TASKS FOR THIS EXERCISE »
(A) Could you condense the paragraph beginning "Family Oriented Hunt Club between Valdosta and Tifton" in the hunt club thread into a short bulleted list that keeps its main facts?
(B) Can you carry the hunt club thread forward from where it stops?

DOCUMENT PASSAGE »
--- begin ---

# (Club Full) Club in South Central Georgia looking for members



## shdw633 (Feb 13, 2016)

Family Oriented Hunt Club between Valdosta and Tifton, Ga. (Alapaha). We presently have 2300+ acres ($700 per member), but are trying to add additional land to 3100+ acres ($900 per member). That way we don’t increase member numbers. Have camp with power, water, bath house and lighted skinning rack. Land is hilly to flat, pines to hardwood bottoms. Agriculture, select cut pines, food plots, and power lines. Only 4 memberships open so far- first come first served. Call with any questions or for more info. Mike at 352-874-5665


----------



## HOGDOG76 (Feb 13, 2016)

Total members?


----------



## shdw633 (Feb 13, 2016)

HOGDOG76 said:


> Total members?



I'm just listing this for a friend, anyone with any interest should call Mike for more details.  Thanks!!


----------



## southerndraw (Feb 16, 2016)

Topping out at 35 members.


----------



## pacecars (Feb 19, 2016)

What county is this in?


----------



## shdw633 (Feb 19, 2016)

--- end ---

DATA PROVIDED »
--- begin ---

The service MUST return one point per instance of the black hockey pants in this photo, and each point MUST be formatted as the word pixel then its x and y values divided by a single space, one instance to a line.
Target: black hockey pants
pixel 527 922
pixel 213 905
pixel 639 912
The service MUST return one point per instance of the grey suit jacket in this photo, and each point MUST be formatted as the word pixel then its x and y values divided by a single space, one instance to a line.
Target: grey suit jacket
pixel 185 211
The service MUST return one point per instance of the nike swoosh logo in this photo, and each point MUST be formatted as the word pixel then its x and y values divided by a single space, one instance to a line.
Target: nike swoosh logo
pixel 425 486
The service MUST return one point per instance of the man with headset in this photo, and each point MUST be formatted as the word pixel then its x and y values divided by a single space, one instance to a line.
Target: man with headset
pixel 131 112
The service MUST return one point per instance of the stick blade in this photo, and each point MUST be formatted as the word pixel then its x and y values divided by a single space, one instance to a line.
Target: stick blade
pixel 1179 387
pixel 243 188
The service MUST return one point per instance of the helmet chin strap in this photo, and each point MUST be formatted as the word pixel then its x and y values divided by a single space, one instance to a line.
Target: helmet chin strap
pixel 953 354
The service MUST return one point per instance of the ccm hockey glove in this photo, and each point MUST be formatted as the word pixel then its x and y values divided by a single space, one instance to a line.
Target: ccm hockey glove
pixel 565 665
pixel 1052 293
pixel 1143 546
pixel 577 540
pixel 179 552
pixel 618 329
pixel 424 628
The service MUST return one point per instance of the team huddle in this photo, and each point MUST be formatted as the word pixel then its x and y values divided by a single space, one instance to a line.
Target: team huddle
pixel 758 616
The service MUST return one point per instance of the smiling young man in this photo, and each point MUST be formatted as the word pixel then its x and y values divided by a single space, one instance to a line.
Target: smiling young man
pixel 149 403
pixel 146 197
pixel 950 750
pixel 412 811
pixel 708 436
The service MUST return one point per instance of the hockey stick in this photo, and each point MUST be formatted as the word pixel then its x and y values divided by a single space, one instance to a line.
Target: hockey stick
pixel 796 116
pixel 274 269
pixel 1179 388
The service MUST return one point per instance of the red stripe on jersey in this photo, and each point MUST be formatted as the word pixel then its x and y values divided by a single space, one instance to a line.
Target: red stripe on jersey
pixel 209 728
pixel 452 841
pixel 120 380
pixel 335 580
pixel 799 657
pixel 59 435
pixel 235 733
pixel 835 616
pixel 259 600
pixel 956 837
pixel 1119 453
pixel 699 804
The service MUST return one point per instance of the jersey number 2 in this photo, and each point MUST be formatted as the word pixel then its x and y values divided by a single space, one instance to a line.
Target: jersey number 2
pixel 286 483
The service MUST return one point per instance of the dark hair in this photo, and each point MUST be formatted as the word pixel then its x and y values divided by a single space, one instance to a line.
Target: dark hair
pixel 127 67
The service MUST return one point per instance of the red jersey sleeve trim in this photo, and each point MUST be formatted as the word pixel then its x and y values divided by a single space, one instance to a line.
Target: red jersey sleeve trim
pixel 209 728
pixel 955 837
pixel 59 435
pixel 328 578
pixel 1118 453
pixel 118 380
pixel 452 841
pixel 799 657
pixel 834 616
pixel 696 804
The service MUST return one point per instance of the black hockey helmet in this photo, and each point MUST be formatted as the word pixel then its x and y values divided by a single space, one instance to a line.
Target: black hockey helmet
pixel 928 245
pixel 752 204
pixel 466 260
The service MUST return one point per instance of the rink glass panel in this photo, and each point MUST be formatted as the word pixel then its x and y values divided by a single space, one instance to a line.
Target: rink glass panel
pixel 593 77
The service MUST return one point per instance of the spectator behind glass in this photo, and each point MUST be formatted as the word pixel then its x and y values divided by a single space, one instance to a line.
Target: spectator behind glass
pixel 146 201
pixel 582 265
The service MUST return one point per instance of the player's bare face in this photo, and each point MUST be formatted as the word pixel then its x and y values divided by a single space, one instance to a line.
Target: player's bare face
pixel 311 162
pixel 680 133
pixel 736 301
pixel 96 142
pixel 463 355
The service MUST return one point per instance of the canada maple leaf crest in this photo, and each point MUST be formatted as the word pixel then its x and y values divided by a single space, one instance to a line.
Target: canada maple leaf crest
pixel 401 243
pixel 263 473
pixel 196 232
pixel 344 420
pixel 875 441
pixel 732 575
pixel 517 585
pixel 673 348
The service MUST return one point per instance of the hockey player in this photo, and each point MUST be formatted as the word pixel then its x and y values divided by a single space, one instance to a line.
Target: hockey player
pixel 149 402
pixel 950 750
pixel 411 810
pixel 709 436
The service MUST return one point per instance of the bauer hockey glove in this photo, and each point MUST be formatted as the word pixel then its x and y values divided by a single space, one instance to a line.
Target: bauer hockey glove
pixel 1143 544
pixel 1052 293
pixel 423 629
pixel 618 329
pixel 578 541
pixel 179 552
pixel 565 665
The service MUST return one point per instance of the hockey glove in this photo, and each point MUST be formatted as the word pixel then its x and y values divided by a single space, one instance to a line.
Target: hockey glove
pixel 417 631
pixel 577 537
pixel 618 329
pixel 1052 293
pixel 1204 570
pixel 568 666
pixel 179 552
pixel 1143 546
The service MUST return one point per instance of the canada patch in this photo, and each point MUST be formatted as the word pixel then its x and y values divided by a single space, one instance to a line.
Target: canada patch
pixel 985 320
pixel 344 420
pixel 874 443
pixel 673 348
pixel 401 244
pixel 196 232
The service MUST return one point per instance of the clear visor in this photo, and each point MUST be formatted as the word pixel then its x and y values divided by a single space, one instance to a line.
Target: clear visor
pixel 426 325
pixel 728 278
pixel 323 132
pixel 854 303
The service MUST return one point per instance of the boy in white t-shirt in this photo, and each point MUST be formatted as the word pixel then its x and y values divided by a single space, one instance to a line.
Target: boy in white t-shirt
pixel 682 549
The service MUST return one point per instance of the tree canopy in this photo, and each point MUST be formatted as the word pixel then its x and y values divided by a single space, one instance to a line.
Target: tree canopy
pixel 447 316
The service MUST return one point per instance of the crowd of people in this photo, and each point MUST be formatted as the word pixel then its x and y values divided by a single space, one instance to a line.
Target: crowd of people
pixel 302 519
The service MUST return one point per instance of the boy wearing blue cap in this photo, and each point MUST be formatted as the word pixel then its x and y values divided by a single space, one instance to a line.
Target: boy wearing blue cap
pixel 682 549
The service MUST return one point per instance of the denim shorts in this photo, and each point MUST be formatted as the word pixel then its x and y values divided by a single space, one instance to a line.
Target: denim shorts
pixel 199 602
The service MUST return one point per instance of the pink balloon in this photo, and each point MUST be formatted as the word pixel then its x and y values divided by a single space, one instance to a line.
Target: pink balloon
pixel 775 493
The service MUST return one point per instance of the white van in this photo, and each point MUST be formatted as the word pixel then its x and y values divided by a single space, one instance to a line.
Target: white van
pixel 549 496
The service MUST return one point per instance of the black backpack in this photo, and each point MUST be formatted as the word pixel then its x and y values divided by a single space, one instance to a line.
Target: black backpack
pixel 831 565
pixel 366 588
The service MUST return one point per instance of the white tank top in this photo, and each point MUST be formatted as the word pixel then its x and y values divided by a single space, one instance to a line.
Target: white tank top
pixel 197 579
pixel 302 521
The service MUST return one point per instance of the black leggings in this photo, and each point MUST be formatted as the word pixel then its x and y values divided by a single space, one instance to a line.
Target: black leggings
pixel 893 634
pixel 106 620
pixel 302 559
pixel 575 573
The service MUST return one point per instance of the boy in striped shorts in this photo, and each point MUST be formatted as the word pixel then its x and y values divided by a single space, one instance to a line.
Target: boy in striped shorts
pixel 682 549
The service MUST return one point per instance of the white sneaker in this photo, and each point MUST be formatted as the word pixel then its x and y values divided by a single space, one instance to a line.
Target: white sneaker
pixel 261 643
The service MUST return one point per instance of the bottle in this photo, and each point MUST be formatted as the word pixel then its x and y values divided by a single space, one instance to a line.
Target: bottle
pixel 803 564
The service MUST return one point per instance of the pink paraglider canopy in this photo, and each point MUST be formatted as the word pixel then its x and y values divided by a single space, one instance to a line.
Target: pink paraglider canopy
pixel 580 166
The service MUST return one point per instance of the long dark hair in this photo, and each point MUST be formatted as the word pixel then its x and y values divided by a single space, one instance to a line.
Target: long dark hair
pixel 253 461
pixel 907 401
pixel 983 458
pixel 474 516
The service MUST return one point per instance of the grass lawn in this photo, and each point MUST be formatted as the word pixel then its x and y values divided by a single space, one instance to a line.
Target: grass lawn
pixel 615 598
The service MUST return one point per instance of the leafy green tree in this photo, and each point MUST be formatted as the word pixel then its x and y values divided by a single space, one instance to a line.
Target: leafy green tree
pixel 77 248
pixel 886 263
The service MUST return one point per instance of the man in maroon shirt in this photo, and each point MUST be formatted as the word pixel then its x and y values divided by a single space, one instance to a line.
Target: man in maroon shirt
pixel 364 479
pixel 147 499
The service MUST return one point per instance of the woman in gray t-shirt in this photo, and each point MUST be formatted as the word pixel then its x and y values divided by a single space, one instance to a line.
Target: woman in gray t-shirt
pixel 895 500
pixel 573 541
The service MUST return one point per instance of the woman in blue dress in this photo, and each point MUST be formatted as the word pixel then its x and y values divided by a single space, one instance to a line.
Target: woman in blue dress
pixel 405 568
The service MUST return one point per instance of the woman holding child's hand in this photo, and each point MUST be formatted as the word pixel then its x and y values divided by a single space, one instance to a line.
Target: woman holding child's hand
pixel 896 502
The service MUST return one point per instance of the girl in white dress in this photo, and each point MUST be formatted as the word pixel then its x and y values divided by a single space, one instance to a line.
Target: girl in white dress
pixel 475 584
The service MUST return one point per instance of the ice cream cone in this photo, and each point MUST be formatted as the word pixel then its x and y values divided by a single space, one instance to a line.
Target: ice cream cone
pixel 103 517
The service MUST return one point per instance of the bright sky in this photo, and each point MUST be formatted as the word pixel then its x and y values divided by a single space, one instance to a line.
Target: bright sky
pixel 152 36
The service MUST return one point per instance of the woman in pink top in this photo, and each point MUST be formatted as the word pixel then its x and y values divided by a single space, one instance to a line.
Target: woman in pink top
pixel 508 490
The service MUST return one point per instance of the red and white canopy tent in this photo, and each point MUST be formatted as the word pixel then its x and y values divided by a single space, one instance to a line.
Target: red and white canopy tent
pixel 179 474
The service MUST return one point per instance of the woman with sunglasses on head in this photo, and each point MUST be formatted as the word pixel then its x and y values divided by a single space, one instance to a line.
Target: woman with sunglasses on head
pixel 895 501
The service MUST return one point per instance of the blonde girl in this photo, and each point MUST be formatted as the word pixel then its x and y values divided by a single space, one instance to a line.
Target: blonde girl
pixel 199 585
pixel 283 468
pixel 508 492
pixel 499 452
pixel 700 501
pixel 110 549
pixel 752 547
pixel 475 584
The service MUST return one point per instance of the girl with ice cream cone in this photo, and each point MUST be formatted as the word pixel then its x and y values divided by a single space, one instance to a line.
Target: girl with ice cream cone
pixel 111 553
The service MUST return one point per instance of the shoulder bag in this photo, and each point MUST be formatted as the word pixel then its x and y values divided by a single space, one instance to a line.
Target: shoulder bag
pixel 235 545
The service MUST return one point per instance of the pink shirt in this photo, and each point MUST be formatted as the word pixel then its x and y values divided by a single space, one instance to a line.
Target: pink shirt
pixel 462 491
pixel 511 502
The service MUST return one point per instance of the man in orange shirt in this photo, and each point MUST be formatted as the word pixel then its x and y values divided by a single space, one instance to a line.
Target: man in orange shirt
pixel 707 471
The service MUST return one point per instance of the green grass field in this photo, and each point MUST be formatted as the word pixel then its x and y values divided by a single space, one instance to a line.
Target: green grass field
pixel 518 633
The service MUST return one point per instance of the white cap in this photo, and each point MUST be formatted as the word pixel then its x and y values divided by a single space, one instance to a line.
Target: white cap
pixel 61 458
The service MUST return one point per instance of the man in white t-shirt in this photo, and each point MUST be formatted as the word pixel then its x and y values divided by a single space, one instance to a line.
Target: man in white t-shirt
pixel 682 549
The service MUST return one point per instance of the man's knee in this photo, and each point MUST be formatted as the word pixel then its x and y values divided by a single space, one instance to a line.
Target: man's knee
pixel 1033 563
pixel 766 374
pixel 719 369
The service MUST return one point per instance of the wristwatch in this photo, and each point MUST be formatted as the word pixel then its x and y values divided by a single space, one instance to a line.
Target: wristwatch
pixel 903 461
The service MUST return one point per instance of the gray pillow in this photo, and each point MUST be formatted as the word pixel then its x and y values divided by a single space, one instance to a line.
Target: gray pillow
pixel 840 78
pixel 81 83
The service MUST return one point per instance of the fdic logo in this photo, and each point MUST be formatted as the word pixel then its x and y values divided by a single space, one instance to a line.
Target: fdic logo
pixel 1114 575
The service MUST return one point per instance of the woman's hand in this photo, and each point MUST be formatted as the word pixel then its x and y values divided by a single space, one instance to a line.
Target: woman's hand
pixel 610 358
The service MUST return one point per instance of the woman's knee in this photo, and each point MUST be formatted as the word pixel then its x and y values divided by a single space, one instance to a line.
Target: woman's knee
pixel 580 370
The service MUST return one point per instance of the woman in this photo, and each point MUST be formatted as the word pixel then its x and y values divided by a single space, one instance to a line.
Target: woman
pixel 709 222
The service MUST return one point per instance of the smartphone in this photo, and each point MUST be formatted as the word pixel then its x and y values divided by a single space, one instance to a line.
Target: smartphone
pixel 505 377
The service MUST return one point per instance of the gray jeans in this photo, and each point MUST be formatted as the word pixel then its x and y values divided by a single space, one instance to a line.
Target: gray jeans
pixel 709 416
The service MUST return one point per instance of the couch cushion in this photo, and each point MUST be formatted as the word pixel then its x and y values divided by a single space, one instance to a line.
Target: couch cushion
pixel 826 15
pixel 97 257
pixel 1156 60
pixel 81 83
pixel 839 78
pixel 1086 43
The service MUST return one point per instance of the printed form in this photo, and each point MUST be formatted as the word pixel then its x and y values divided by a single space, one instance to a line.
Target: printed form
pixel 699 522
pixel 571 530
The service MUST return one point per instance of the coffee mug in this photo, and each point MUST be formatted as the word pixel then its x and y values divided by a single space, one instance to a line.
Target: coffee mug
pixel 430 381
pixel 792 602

--- end ---

OUTPUTS FOR THE TASKS »
(A)
- Family-oriented hunt club between Valdosta and Tifton, Ga. (Alapaha)
- Currently 2300+ acres at $700 per member
- Trying to add land to reach 3100+ acres at $900 per member, without increasing member numbers
- Camp has power, water, a bath house and a lighted skinning rack
- Land ranges from hilly to flat and from pines to hardwood bottoms, with agriculture, select-cut pines, food plots and power lines
- Only 4 memberships open so far, first come first served
- Contact Mike at 352-874-5665 with questions or for more info

(B)
pacecars said:


> What county is this in?



Berrien County


----------



## ruvig8r (Feb 24, 2016)

Very interested in this club, could you tell me total members? Your policy on guests, number of stands allowed, pin in/out system, etc.  Give me a little more info on camping... Do you have septic? Well water? Can i park a camper year round?


----------



## shdw633 (Feb 25, 2016)

ruvig8r said:


> Very interested in this club, could you tell me total members? Your policy on guests, number of stands allowed, pin in/out system, etc.  Give me a little more info on camping... Do you have septic? Well water? Can i park a camper year round?



You'll have to call that number I have listed.  I am not a member of the club, I am just posting this for a buddy.


----------



## shdw633 (Feb 25, 2016)

My buddy Mike just informed me that his club is full for next season!!  Thanks to all that inquired and good luck to those who joined next season!!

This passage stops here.